**PAGE EXTRACT**
— begin —
# 99 years later, officer’s service to be recognized



## cc3915 (Mar 26, 2004)

A Metropolitan District Commission police officer for 25 years, Jimmy Celino knew most everything about the dearly departed force known as the Met.
So when the history buff came across an old newspaper article about the funeral of park policeman Robert D. Stewart, who was thrown from his horse while on patrol in the Blue Hills, he knew something was not right. He knew of all the Mets who had died in the line of duty, even from the early 1900s, but he had not known about Stewart.
Stewart, dead for almost a century, had been lost to history, his name absent from memorials to fallen officers.
"Once I saw the name, I knew,'' he said. An expert rider, Stewart was just 35, the article said, when he died in 1913. He left a wife and seven young children.

http://www.bostonglobe.com/metro/20...jNoTP3WL4fsLbvtjK/story.html?s_campaign=sm_tw


----------



## cc3915 (Mar 26, 2004)

Rest in Peace Officer Stewart. Kudos to Jimmy Celino. Dave Benoit and Tommy Dolan for their efforts in researching this, so Officer Stewart could get the recognition he deserves.


----------



## kwflatbed (Dec 29, 2004)

RIP no listing in ODMP


----------



## 263FPD (Oct 29, 2004)

kwflatbed said:


> RIP no listing in ODMP


Yup. It should be put up.

Sent from my iPhone using Tapatalk


----------



## cc3915 (Mar 26, 2004)
— end —
**STORED RECORDS**
— begin —
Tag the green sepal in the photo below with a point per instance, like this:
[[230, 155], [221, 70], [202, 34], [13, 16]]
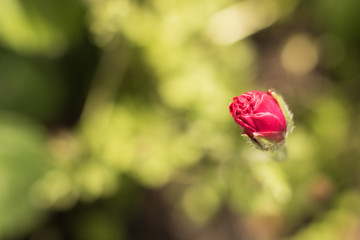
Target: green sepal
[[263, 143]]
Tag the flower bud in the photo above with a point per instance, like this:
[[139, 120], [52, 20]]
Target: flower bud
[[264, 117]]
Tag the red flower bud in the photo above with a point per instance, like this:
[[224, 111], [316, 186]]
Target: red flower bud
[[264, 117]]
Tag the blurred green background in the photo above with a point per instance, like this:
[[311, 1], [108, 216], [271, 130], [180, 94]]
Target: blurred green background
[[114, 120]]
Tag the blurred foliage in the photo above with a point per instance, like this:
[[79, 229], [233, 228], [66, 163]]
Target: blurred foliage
— end —
— begin —
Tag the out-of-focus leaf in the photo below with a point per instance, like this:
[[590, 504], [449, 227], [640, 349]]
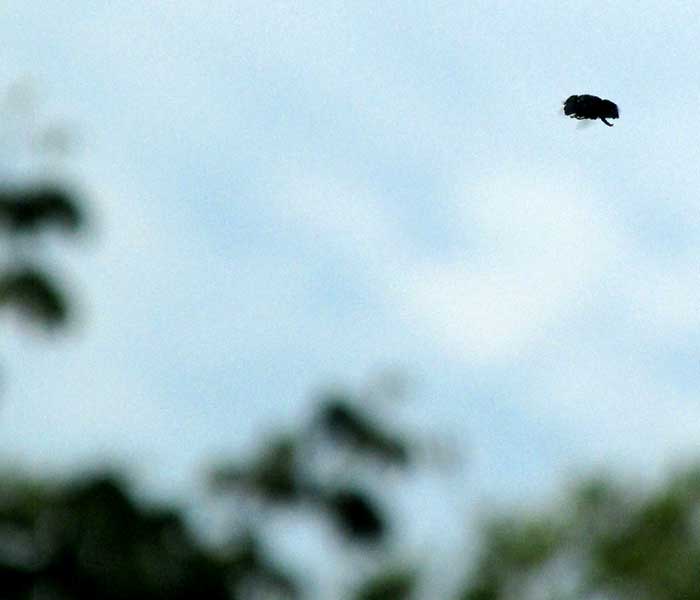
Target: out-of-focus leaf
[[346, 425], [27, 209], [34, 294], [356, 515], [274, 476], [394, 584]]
— end —
**PROBLEMS**
1 - Print the part of the Officer Stewart thread from "Stewart, dead for" up to and including "seven young children.".
2 - Carry on the forum thread about Officer Stewart from the point where it stops.
The data has no connection to the Officer Stewart thread.

**EXPECTED OUTPUTS**
1 -
Stewart, dead for almost a century, had been lost to history, his name absent from memorials to fallen officers.
"Once I saw the name, I knew,'' he said. An expert rider, Stewart was just 35, the article said, when he died in 1913. He left a wife and seven young children.

2 -
I'm sure it will be soon. I'll be seeing the officers mentioned in the article next week, so I'll check on it.


----------



## trueblue (Jan 21, 2008)

Just checked ODMP. According to the reflections left for Officer Stewart it's been listed since atleast January 2012.


----------



## kwflatbed (Dec 29, 2004)

I submitted it to them.


----------



## BLUE BLOOD (Aug 31, 2008)

Nice touch, helped get a fallen brother on the wall from the 30's(MVA) a few years back. A lot of time, documentation, research and phonre calls to D.C. but more than worth it in the end.


----------



## cc3915 (Mar 26, 2004)

ODMP Remembers...











*Patrolman Robert D. Stewart*

Metropolitan Police Department, Massachusetts

End of Watch: Saturday, February 8, 1913
Patrolman Robert Stewart succumbed to injuries sustained two days earlier when he was thrown from his horse on Hillside Street in Milton. He was patrolling the Blue Hill Reservation at approximately 4:30 pm when the incident occurred.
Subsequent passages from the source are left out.